- Ihre Aufgabe
Geben Sie die Zeilen ab der Zeile mit „Pest-scouting request: point out the white ramekin“ bis zum Ende der Einträge erneut wieder und tauschen Sie dabei „spoon“ gegen „ladle“ aus, ohne sonst etwas zu ändern.
○ ○ ○ ○
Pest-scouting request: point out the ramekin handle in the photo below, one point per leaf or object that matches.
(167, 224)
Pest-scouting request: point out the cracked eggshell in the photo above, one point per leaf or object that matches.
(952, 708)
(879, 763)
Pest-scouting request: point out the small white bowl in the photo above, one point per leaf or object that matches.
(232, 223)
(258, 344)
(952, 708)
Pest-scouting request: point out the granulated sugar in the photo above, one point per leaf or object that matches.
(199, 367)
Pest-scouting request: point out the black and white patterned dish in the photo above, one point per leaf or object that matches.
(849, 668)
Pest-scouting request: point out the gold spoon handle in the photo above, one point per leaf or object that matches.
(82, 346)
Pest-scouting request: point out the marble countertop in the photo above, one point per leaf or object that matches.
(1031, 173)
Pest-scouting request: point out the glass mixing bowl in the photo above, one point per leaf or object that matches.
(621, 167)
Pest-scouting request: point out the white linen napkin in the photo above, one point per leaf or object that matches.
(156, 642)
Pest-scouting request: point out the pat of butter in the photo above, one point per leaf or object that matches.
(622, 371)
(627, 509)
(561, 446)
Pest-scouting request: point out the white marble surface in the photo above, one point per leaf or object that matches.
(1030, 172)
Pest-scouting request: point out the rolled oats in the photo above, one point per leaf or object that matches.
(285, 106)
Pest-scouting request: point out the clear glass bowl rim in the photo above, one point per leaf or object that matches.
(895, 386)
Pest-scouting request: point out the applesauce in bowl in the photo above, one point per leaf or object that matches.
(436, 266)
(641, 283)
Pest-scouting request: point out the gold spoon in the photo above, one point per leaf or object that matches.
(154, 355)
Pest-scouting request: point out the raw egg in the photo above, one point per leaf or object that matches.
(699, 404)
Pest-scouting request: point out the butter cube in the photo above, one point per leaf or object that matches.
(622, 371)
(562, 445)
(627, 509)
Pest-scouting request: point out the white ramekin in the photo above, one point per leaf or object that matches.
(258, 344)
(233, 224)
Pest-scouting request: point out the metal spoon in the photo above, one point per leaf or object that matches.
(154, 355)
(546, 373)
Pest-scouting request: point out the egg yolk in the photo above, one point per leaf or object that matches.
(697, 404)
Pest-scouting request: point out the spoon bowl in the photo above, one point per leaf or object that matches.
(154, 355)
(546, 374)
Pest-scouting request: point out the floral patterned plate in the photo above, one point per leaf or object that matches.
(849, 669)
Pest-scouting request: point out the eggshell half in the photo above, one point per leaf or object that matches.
○ ○ ○ ○
- Lösung zur Übung
Pest-scouting request: point out the white ramekin in the photo above, one point per leaf or object that matches.
(258, 344)
(233, 224)
Pest-scouting request: point out the metal ladle in the photo above, one point per leaf or object that matches.
(154, 355)
(546, 373)
Pest-scouting request: point out the egg yolk in the photo above, one point per leaf or object that matches.
(697, 404)
Pest-scouting request: point out the ladle bowl in the photo above, one point per leaf or object that matches.
(154, 355)
(546, 374)
Pest-scouting request: point out the floral patterned plate in the photo above, one point per leaf or object that matches.
(849, 669)
Pest-scouting request: point out the eggshell half in the photo above, one point per leaf or object that matches.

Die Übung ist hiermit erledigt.